Page text:
......

Prince
- Product type: Cigarette
- Owner: British American Tobacco
- Produced by: House of Prince
- Country: Denmark
- Introduced: 1957; 69 years ago
- Markets: See Markets
- Previous owners: Scandinavian Tobacco Company
- Tagline: "Jeg er også gået over til Prince" ("I have also gone over to Prince")

= Prince (cigarette) =

Danish cigarette brand

Prince is a Danish brand of cigarettes, owned by multinational British American Tobacco, and produced by House of Prince, which until 2008 was a subsidiary of the Scandinavian Tobacco Company.

==History==
Prince was introduced in 1957 on the Danish market by Chr. Augustine's Fabrikker as a 'counterpart' to the first filter cigarette in this country, "All-Over", as R. Færch's Factories released four years earlier. For decades, Prince was an unquestioned market leader, but in recent years the position has been challenged by brands like "LA", which have taken significant market shares. In 2002 Prince saw 48.1% of the Danish cigarette market, while it accounted for only 26.7% of sales five years later.

......

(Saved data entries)
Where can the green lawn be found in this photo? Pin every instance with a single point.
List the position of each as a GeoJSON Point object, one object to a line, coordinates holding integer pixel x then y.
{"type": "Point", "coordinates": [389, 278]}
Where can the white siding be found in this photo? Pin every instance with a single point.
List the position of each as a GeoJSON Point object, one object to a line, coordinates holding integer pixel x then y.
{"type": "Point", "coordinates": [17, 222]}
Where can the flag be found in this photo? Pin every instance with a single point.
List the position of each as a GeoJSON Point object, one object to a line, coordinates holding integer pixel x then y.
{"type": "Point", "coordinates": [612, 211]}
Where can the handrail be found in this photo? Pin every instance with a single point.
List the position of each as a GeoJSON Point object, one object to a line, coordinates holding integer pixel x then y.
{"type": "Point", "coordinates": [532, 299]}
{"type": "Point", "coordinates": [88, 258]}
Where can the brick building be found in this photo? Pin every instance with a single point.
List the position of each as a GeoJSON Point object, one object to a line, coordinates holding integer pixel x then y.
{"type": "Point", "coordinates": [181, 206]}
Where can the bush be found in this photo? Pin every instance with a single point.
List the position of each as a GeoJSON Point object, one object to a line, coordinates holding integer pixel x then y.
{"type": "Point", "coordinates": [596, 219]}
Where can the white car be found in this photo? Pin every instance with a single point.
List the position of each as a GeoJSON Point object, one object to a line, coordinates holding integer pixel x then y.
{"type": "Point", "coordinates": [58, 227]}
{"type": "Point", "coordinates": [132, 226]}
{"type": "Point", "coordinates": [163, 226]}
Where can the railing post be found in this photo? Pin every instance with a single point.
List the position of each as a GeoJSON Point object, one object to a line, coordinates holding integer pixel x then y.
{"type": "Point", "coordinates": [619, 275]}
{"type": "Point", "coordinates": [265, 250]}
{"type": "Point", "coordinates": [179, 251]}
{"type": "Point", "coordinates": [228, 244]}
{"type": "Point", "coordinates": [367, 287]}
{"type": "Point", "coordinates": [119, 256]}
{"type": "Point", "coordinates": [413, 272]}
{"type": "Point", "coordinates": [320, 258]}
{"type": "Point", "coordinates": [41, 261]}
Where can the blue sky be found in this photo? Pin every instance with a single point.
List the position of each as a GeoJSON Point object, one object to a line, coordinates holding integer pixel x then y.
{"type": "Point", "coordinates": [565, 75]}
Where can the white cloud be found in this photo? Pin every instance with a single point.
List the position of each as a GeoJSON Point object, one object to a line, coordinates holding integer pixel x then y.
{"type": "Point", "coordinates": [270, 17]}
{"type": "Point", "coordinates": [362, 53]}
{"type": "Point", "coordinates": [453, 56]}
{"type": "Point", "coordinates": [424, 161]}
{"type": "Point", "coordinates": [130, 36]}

......

Problems to work on:
• 1. From the page about Prince cigarettes, copy the text word for word, beginning at the words "Prince is a" and stopping after "five years later.".
• 2. In the page about Prince cigarettes, rewrite the paragraph that begins "Prince was introduced in 1957" as a short list that keeps its main facts.
• 3. Answer these questions from the page about Prince cigarettes:
(a) Which company owns the Prince brand?
(b) Until what year was House of Prince a subsidiary of the Scandinavian Tobacco Company?
(c) What share of the Danish cigarette market did Prince have in 2002?

Solutions:
• 1.
Prince is a Danish brand of cigarettes, owned by multinational British American Tobacco, and produced by House of Prince, which until 2008 was a subsidiary of the Scandinavian Tobacco Company.

==History==
Prince was introduced in 1957 on the Danish market by Chr. Augustine's Fabrikker as a 'counterpart' to the first filter cigarette in this country, "All-Over", as R. Færch's Factories released four years earlier. For decades, Prince was an unquestioned market leader, but in recent years the position has been challenged by brands like "LA", which have taken significant market shares. In 2002 Prince saw 48.1% of the Danish cigarette market, while it accounted for only 26.7% of sales five years later.

• 2.
- Chr. Augustine's Fabrikker introduced Prince on the Danish market in 1957.
- It was a counterpart to "All-Over," the first filter cigarette in Denmark, which R. Færch's Factories had released four years earlier.
- Prince was the unquestioned market leader for decades.
- In recent years, brands like "LA" have challenged that position by taking significant market shares.
- Prince held 48.1% of the Danish cigarette market in 2002 but only 26.7% of sales five years later.

• 3.
(a) British American Tobacco
(b) 2008
(c) 48.1%